◆ Work order:
Once you have read the listing, print all of it word for word.

◆ Data provided:
..........

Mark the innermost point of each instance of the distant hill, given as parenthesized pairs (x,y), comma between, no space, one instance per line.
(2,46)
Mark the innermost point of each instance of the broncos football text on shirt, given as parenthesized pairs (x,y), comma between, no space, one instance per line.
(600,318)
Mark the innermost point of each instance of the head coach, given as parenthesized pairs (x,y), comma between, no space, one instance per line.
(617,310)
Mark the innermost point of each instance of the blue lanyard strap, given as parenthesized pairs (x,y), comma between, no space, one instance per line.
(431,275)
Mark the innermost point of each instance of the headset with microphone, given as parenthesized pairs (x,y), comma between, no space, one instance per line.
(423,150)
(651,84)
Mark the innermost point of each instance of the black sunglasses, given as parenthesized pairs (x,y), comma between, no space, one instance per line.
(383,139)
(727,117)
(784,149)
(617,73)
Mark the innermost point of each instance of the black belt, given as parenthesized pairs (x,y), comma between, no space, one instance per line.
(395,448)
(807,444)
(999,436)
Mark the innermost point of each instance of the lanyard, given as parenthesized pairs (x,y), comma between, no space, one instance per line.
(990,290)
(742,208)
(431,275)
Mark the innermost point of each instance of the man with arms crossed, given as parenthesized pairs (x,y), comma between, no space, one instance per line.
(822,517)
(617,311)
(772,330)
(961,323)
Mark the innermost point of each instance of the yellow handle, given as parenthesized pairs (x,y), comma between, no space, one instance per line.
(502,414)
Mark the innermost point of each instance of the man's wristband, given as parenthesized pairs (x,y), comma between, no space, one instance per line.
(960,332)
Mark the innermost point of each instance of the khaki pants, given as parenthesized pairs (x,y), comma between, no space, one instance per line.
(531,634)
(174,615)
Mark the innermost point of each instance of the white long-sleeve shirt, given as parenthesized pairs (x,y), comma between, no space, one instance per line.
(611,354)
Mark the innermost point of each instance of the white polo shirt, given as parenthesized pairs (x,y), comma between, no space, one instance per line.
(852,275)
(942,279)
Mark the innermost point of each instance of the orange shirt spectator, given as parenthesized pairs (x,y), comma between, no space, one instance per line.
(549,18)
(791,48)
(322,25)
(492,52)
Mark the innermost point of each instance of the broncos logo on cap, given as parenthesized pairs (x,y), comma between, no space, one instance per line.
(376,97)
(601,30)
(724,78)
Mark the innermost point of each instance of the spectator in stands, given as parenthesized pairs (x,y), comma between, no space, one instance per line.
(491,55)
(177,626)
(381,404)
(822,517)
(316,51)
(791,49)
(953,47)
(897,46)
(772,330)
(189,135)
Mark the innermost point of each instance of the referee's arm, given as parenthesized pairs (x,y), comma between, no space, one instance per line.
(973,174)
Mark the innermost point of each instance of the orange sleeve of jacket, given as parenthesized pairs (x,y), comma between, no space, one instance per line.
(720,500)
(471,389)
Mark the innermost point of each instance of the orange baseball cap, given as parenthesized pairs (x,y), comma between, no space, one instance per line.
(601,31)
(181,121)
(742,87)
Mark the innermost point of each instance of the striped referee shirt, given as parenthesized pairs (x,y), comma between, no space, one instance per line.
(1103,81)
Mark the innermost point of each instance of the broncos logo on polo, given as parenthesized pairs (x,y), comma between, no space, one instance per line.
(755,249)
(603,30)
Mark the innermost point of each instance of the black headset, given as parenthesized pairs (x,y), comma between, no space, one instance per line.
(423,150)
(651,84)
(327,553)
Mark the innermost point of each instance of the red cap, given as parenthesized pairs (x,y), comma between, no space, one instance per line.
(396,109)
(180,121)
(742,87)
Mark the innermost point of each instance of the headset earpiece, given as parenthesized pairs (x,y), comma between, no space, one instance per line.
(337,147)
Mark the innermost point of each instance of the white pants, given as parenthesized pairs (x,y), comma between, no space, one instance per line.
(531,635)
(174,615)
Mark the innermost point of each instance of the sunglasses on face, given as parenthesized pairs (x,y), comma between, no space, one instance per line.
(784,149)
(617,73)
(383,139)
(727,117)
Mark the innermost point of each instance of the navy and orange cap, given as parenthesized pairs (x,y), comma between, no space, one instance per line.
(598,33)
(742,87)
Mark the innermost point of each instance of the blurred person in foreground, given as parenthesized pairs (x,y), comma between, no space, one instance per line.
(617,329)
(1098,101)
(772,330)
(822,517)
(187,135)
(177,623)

..........

◆ Answer below:
Mark the innermost point of each instance of the distant hill, given as parenthesized pairs (x,y), comma between, no space, one instance per line.
(2,46)
Mark the innermost point of each instance of the broncos football text on shirt, given as parenthesized pairs (x,y), comma between, no space, one instance per line.
(600,318)
Mark the innermost point of each instance of the head coach, given as parenthesized pairs (x,y), comma between, no space, one instance per line.
(617,310)
Mark the innermost point of each instance of the blue lanyard strap, given as parenthesized pairs (x,y), comma between, no space, one instance per line.
(431,275)
Mark the innermost point of each instance of the headset with microphone, given as parenthesized pairs (x,y), comma between, no space, one instance per line.
(423,150)
(651,84)
Mark the innermost point of each instance of the black sunglasses, given as parenthesized pairs (x,y), comma between, no space, one instance per line.
(383,139)
(727,117)
(784,149)
(617,73)
Mark the innermost point of each instance of the black belt, given as parenthesized pairs (x,y), comma between, no space, one instance per line.
(395,448)
(807,444)
(999,436)
Mark the innermost point of each instance of the lanyard, given as parenthesized pairs (x,y), comma between, no space, one instance per line.
(990,290)
(742,208)
(431,275)
Mark the innermost point of each instance of the man with arms crossed, given as parenthesized pairs (x,y), comma between, no space, one instance per line.
(822,517)
(617,311)
(772,330)
(961,323)
Mark the innermost point of each instance of the yellow handle, given as parenthesized pairs (x,y), comma between, no space, one instance per line.
(502,414)
Mark the innermost point of each instance of the man's wristband, given as parenthesized pairs (x,y), comma between, no space, one instance per line.
(960,332)
Mark the innermost point of each instance of the khaki pants, given as parenthesized pairs (x,y), comma between, no space, one instance per line.
(531,634)
(174,615)
Mark the innermost point of each instance of the white long-sleeve shirt, given as parenthesized pairs (x,y), comma between, no space, one instance per line.
(611,354)
Mark the innermost point of each instance of the white polo shirt, given as parenthesized pairs (x,y), comma between, no space, one instance per line.
(852,275)
(942,279)
Mark the innermost point of each instance of the orange shirt spectator, given as parenthesized pairs (x,y), comma between, no space, one instance per line.
(549,18)
(791,48)
(322,25)
(492,52)
Mark the innermost point of each instance of the broncos logo on cap, given as parenthesized pairs (x,y), comma between, no space, one instance per line.
(376,97)
(601,30)
(724,78)
Mark the innermost point of each instance of the spectator in stands, given as parenthesized pairs (x,y), comma between, no space, one instance per line.
(491,55)
(177,626)
(381,404)
(822,517)
(316,51)
(791,49)
(953,47)
(897,46)
(772,330)
(189,135)
Mark the innermost point of each instance of the referee's arm, given as parenthesized pairs (x,y), comma between, no space, one instance per line.
(973,174)
Mark the innermost point of each instance of the orange sleeve of jacket, given as parenthesized pairs (x,y), comma between, no space, one instance per line.
(720,500)
(471,389)
Mark the innermost point of each instance of the orange baseball cap, given as parenthesized pairs (x,y), comma between, no space, one instance per line.
(601,31)
(181,121)
(742,87)
Mark the innermost point of each instance of the striped referee shirt, given as parenthesized pairs (x,y), comma between, no space, one instance per line.
(1103,81)
Mark the innermost point of each instance of the broncos logo on polo, given as parenthesized pairs (x,y), comma between, no space, one instance per line.
(755,249)
(603,30)
Mark the innermost point of each instance of the black headset, given as parenthesized pairs (x,y), comma between, no space, one instance per line.
(423,150)
(651,84)
(327,553)
Mark the innermost point of each instance of the red cap, given as parenthesized pairs (x,y), comma between, no space, one instance per line.
(396,109)
(180,121)
(742,87)
Mark the innermost point of each instance of the headset earpiece, given as parenthesized pairs (x,y), comma between, no space, one instance per line.
(337,147)
Mark the innermost point of each instance of the white pants, given as parenthesized pairs (x,y), comma between, no space, one instance per line.
(531,635)
(174,615)
Mark the innermost point of each instance of the sunglasses on face, given as parenthesized pairs (x,y), comma between, no space, one instance per line.
(784,149)
(617,73)
(383,139)
(727,117)
Mark the innermost point of each instance of the navy and orange cap, given as parenthesized pairs (x,y), comma between, no space, one instance per line.
(598,33)
(742,87)
Mark the innermost point of each instance of the blurred person in foreground, given as parenthesized pairs (x,y), comma between, no space, one instance per line.
(617,329)
(1098,101)
(772,330)
(822,517)
(187,135)
(177,623)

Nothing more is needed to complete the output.